Document excerpt:
────

King Diamond’s music incorporates neoclassical guitar playing, many qualities borrowed from theater and opera, as well as the utilization of synthesizers in a way that pays homage to classic horror soundtracks. And that’s without mentioning King Diamond’s vocals, which are iconic and novel because they are largely sung in falsetto, but other styles are utilized to reflect different characters in the stories too, at times almost going into a guttural growl, as can be heard when “They” speak in Sleepless Nights. Many songs are catchy and feature prominent choruses, such as the crowd-pleasing Sleepless Nights, other songs are ballads like A Visit from the Dead. Many songs include superb traded-off solos by Andy LaRocque and Pete Blakk. This album also drew direct inspiration from other influential metal musicians, as guitarist Andy LaRocque has said that the clean guitar part on Sleepless Nights was influenced by Tony Iommi’s playing on Black Sabbath’s Never Say Die, specifically, the song Air Dance.
Four of the songs on Conspiracy were co-written between Andy LaRocque and King Diamond, five were written solely by King, and the instrumental track Something Weird was written solely by LaRocque. This is the typical writing breakdown of a King Diamond solo album, with writing split between LaRocque and King.

────

Dataset excerpts:
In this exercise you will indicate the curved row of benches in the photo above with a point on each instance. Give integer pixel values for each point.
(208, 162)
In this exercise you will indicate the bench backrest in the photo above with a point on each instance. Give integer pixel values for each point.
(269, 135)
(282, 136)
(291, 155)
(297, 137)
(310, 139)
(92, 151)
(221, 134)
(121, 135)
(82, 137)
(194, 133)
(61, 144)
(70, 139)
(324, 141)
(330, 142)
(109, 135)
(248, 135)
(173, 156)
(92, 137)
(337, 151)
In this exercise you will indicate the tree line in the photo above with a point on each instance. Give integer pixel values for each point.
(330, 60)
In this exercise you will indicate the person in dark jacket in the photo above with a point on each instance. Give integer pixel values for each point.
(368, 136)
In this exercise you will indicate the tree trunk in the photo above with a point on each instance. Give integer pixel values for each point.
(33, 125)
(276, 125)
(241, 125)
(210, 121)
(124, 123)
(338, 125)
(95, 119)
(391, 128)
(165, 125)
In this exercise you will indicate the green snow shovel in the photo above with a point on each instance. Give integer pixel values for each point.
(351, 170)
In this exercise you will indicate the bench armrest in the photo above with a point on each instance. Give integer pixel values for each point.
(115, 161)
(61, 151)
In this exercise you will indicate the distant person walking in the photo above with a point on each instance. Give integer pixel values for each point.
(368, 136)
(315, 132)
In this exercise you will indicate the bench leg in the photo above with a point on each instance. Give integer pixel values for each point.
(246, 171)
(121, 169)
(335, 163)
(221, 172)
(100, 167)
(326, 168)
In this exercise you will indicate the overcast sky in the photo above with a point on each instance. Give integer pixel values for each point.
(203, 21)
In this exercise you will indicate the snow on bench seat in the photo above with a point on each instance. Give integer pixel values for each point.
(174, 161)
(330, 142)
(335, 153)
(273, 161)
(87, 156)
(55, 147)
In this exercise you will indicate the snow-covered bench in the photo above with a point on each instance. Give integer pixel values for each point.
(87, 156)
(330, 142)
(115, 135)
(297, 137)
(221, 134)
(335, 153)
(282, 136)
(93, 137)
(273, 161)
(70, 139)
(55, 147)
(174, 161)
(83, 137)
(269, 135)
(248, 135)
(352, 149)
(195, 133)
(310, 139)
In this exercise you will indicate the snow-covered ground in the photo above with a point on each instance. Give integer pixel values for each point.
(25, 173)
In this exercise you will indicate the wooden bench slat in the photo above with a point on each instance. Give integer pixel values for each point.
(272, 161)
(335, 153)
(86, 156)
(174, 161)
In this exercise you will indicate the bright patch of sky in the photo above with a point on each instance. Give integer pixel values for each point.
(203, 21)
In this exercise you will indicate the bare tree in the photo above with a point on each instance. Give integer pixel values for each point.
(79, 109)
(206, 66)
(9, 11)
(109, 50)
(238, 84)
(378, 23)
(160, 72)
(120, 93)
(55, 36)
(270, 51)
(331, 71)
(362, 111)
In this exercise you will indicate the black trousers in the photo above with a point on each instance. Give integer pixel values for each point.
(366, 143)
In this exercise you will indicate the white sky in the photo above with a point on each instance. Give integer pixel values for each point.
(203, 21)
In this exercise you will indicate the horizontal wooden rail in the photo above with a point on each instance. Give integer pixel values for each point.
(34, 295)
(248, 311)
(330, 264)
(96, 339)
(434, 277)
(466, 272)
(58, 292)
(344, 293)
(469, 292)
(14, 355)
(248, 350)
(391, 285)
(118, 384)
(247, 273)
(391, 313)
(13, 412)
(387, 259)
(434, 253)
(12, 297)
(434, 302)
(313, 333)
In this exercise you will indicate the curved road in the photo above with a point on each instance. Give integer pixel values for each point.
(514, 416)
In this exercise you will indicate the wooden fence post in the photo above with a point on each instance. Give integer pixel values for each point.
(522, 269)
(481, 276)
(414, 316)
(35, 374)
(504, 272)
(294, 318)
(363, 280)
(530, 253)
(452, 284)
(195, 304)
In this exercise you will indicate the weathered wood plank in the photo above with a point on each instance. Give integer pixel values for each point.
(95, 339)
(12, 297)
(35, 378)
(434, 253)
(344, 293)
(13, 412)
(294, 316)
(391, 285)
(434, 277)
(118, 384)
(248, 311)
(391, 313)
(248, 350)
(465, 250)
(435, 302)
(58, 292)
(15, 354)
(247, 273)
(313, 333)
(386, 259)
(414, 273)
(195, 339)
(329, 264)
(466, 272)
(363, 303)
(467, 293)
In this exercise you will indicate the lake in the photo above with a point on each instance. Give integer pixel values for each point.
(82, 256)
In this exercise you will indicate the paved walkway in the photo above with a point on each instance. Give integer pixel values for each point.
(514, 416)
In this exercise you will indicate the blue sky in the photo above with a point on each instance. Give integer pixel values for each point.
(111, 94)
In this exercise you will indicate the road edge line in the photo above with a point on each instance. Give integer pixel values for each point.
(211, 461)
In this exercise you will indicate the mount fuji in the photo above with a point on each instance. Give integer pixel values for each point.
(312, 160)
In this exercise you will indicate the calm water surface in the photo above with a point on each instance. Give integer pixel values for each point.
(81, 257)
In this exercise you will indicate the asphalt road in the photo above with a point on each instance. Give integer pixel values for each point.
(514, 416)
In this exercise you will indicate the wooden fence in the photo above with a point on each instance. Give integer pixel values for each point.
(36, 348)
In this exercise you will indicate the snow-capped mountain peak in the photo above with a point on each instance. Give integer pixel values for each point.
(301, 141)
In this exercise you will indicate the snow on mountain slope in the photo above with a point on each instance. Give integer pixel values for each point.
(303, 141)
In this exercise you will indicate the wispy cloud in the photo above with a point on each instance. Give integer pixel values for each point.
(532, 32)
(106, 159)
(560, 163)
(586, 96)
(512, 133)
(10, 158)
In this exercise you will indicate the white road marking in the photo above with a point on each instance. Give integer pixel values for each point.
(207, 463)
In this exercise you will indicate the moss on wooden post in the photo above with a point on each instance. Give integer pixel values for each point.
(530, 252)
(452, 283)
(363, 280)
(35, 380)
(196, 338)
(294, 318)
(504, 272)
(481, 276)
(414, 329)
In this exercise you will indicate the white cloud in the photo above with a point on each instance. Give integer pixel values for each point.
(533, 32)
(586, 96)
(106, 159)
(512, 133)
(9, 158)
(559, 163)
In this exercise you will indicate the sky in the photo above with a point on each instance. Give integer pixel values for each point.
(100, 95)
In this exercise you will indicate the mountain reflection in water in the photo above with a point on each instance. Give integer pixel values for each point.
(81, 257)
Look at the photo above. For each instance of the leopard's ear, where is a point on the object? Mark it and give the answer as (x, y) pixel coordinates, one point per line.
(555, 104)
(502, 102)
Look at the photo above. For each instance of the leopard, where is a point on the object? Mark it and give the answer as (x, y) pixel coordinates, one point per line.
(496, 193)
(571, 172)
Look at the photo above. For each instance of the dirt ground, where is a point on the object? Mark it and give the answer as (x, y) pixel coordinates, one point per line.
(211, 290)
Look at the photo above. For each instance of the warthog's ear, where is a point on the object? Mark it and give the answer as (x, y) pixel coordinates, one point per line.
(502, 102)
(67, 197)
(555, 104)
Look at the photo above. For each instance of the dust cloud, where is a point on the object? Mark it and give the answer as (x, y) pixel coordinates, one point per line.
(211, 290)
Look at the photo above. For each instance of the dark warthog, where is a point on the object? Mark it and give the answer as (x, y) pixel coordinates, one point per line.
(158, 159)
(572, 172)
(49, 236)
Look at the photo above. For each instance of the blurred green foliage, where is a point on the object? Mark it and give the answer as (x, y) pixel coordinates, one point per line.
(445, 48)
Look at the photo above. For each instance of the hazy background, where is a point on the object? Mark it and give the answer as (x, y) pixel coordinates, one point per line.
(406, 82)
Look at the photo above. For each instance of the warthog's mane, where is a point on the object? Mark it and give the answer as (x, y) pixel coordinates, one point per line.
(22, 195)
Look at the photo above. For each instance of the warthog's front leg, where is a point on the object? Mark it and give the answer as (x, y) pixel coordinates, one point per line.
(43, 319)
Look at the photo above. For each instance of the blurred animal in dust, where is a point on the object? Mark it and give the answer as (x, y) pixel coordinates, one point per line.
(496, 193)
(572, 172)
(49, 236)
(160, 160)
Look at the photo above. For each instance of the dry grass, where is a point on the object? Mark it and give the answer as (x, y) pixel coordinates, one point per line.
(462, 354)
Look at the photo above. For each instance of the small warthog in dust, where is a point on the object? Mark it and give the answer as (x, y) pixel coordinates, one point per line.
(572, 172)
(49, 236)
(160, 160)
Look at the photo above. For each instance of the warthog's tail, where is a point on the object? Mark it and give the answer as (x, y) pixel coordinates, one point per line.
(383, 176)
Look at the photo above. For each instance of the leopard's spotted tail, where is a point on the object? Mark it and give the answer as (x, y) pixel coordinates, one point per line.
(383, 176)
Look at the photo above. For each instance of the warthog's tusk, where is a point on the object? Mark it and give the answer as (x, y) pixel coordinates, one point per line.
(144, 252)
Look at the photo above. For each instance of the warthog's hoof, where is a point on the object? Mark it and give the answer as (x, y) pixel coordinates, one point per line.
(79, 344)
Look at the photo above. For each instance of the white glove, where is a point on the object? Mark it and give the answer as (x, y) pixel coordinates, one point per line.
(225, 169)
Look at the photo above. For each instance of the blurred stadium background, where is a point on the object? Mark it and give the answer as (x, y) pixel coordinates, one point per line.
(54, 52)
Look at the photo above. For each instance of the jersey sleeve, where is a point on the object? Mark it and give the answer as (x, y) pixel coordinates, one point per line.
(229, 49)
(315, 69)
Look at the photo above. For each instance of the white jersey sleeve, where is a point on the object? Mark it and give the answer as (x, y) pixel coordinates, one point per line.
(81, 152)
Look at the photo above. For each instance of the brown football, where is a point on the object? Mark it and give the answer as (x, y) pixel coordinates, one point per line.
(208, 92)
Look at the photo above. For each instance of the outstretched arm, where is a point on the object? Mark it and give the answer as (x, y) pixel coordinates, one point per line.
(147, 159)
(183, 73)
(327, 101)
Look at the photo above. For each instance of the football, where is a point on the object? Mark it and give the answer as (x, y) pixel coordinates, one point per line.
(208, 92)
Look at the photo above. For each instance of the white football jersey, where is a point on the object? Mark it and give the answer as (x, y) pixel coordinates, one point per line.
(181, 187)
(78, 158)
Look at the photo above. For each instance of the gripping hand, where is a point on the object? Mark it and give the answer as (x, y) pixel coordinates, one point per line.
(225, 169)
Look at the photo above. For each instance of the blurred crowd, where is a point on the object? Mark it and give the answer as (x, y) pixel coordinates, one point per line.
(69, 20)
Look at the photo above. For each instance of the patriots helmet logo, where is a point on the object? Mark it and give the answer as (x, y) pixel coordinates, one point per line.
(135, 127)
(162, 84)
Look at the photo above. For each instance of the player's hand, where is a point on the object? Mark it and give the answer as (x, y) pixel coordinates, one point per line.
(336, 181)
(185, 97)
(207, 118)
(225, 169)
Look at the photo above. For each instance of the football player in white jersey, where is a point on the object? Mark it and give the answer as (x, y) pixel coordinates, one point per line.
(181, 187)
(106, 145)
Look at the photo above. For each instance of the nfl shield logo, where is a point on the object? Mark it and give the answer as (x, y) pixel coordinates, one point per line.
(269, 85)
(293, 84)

────

Activities:
- A) According to the King Diamond text, why are King Diamond's vocals considered iconic and novel? Answer in one to three sentences.
- B) In the King Diamond text, swap "Conspiracy" for "the album" and write out the stretch from "Four of the" through "LaRocque and King.".
- C) Supply the next part of the King Diamond text, picking up after its final sentence.
The data has no connection to the King Diamond text.

Task-by-task answers:
- A) King Diamond's vocals are considered iconic and novel because they are largely sung in falsetto.

- B)
Four of the songs on the album were co-written between Andy LaRocque and King Diamond, five were written solely by King, and the instrumental track Something Weird was written solely by LaRocque. This is the typical writing breakdown of a King Diamond solo album, with writing split between LaRocque and King.

- C)
King Diamond’s legacy continues not only through his own resurgence in the scene, but also in bands that emulate and pay homage to him, like the Germanic band Attic that sound so similar to King Diamond that people have put up Attic tracks online masked as new King Diamond tracks, successfully fooling those that didn’t know better. Prominent bands, such as Metallica, continue to pay homage to King Diamond and Mercyful Fate through their playing of covers and medleys. There even exists an all-female King Diamond cover band appropriately called Queen Diamond. Subtler nods to the King exist in other prominent acts as well, as the falsetto vocals that Ihsahn occasionally uses on Emperor and solo releases share more than a little acoustic similarity with King’s distinct vocal style. And all this is without mentioning the countless guitarists that Andy LaRocque has inspired, and all of the bands that continue to make concept albums, following the path led by King Diamond and his cohorts. As if the music wasn’t influential enough, King Diamond also sets a new standard for concert theatrics, as his stage performances of songs from “Them” and Conspiracy frequently feature unique props, actors, and performances that coincide with the song. This makes a King Diamond concert feel like a hybrid between a metal show and a play, with other elements thrown in. For example, when the bands plays the final song from Conspiracy live, Cremation, it can be likened to seeing a magician perform. King Diamond assists an actor into a coffin before lighting it aflame. After a few moments pass, he opens the coffin to reveal a smoldering, skeletal body. It’s still one of the coolest things I’ve seen at a show.
Thirty years later, Conspiracy is still a masterful work. It has classic songs, incredible performances, and it’s only elevated further by the live performances of the songs. I hope you’ll dust off your copy of Conspiracy, sit down with your favorite pair of headphones, pull out the lyrics, and go on this ride with me again.